■ Written task ■
Reproduce word for word the lines of the items below, starting at the line containing "Practice: put a marker on each instance of the red stripe" and ending at the line containing "Target: graffiti lettering", with both of those lines included.
─── Information shown ───
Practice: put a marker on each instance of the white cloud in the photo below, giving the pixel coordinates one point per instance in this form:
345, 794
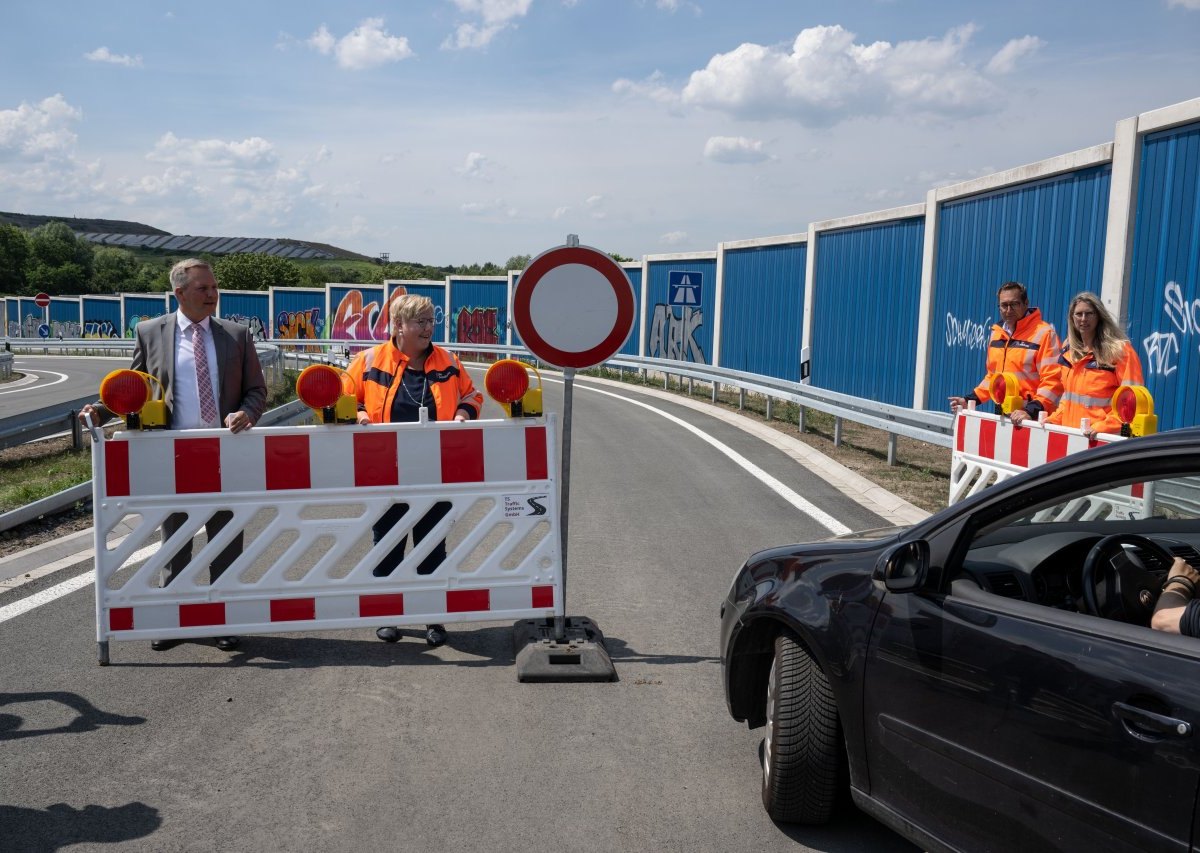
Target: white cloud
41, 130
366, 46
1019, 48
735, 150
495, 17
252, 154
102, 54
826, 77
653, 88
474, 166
───
─── Information shown ───
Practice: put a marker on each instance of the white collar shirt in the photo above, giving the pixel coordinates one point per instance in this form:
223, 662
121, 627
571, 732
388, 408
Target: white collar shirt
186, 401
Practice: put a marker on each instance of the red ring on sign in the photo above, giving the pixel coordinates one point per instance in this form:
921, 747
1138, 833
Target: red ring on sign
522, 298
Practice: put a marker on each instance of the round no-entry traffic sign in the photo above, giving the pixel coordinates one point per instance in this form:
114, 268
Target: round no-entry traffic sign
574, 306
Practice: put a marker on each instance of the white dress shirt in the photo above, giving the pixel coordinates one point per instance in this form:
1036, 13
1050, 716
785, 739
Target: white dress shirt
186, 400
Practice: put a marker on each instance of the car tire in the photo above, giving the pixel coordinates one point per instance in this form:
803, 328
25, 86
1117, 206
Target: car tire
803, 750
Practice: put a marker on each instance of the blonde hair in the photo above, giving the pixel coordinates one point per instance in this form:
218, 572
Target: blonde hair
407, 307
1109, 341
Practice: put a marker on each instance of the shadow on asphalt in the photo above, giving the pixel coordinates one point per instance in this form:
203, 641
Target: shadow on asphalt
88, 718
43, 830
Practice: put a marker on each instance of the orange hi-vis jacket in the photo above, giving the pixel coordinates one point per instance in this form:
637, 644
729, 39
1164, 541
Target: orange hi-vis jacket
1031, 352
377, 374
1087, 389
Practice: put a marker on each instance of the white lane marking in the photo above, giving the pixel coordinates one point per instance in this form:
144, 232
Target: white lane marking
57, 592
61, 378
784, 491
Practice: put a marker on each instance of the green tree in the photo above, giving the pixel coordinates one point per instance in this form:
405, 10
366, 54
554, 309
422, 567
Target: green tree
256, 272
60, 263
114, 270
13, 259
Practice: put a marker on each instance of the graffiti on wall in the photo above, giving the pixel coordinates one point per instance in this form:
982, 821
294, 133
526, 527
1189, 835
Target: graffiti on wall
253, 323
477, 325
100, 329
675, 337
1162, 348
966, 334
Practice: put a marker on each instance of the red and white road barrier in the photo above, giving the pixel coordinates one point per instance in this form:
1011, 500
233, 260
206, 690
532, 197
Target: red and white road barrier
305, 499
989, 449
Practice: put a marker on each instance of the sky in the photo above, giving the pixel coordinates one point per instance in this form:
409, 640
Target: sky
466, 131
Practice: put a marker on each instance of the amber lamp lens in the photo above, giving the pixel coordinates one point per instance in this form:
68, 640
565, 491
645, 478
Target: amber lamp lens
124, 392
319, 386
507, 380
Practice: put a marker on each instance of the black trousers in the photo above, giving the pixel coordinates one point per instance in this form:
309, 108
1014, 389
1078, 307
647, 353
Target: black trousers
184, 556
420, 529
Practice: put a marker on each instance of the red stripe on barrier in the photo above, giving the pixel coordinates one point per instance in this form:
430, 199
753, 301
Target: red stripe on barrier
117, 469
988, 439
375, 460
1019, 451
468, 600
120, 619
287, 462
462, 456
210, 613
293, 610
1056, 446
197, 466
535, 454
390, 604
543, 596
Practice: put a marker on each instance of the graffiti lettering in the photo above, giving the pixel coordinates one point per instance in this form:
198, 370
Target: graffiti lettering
───
■ Exercise solution ■
Practice: put a marker on each instance of the red stripe on barrier in the photo above, giving the pixel coordinates one point per instance in this form:
430, 199
753, 301
Target: red stripe on barrier
117, 469
988, 439
375, 460
1019, 451
468, 600
120, 619
287, 462
462, 456
210, 613
293, 610
1056, 446
197, 466
535, 454
390, 604
543, 596
Practice: put a marker on each instance of the graffiti lettering in the photo above, giving the pixel coordinates one point per instance in this form:
198, 370
Target: graffiti lettering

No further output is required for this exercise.